What is being asked: Reproduce every line of the listing exactly.
----
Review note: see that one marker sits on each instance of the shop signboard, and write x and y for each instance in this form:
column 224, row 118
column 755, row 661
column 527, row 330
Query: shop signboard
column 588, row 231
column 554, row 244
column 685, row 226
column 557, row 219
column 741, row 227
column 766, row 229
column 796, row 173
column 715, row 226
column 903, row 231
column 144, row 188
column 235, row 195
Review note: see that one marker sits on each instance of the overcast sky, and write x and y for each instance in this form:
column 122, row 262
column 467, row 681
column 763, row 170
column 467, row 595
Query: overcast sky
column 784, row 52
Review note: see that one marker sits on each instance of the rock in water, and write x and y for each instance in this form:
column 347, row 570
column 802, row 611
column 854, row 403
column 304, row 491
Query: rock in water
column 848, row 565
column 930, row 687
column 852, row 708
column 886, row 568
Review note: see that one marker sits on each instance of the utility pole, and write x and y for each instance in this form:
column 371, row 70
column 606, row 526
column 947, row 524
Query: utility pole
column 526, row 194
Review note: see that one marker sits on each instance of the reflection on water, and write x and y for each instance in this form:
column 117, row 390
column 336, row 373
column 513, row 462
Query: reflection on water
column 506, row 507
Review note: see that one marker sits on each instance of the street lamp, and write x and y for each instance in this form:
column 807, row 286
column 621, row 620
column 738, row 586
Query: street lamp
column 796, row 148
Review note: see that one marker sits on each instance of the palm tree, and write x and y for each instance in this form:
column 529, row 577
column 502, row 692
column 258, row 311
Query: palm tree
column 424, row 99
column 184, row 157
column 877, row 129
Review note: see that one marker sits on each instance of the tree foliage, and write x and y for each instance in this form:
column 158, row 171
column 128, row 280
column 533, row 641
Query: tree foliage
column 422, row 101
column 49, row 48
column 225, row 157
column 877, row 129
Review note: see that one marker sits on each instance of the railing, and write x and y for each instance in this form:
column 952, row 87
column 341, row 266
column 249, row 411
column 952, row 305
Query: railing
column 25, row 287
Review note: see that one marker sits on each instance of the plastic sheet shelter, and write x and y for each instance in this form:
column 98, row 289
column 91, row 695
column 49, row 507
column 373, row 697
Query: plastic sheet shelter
----
Task answer:
Review note: see that one marker sits on each instance of the shop signboard, and write x and y for each instance in this form:
column 224, row 118
column 755, row 661
column 527, row 330
Query: shop signboard
column 588, row 231
column 554, row 244
column 685, row 226
column 557, row 219
column 741, row 227
column 766, row 229
column 796, row 173
column 715, row 226
column 903, row 231
column 144, row 188
column 235, row 195
Review note: see that one marker sits on each instance of the overcast sky, and write x and y for each instance in this form:
column 122, row 262
column 467, row 681
column 763, row 170
column 467, row 595
Query: overcast sky
column 784, row 52
Review note: see that one marker sits on each instance of the rock in water, and write x and y for each instance in this form:
column 347, row 570
column 802, row 611
column 854, row 403
column 304, row 491
Query: rock in water
column 848, row 565
column 930, row 687
column 852, row 708
column 886, row 568
Review note: see that one marker sits on each instance of the utility pole, and write x and y for each instance in this form:
column 371, row 70
column 606, row 526
column 947, row 524
Query: utility pole
column 526, row 194
Review note: see that one marker sits on each instance of the reflection on water, and write x and y for each instance in this form:
column 117, row 390
column 336, row 373
column 513, row 462
Query: reflection on water
column 506, row 507
Review note: see that one marker sits on each instance of the street lamp, and write x and y for each instance in this form:
column 807, row 286
column 621, row 620
column 738, row 586
Query: street lamp
column 796, row 148
Review note: see that one marker sits on each instance of the palm tree, and write x and y for each instance in this form:
column 529, row 577
column 502, row 692
column 258, row 311
Query: palm tree
column 424, row 99
column 184, row 157
column 877, row 129
Review note: see that one marker sits on each instance of the tree foliage, and write x and y for each instance in this form:
column 158, row 171
column 128, row 280
column 533, row 641
Query: tree foliage
column 422, row 101
column 49, row 48
column 225, row 157
column 877, row 129
Review note: see that one marker sits on each instance of the railing, and write x and y for each instance in this form:
column 952, row 87
column 341, row 266
column 249, row 411
column 952, row 305
Query: railing
column 25, row 287
Review note: see that one marker sits on each instance of the plastic sheet shelter, and write x and y for each instance in this form:
column 98, row 289
column 91, row 695
column 49, row 507
column 373, row 697
Query: plastic sheet shelter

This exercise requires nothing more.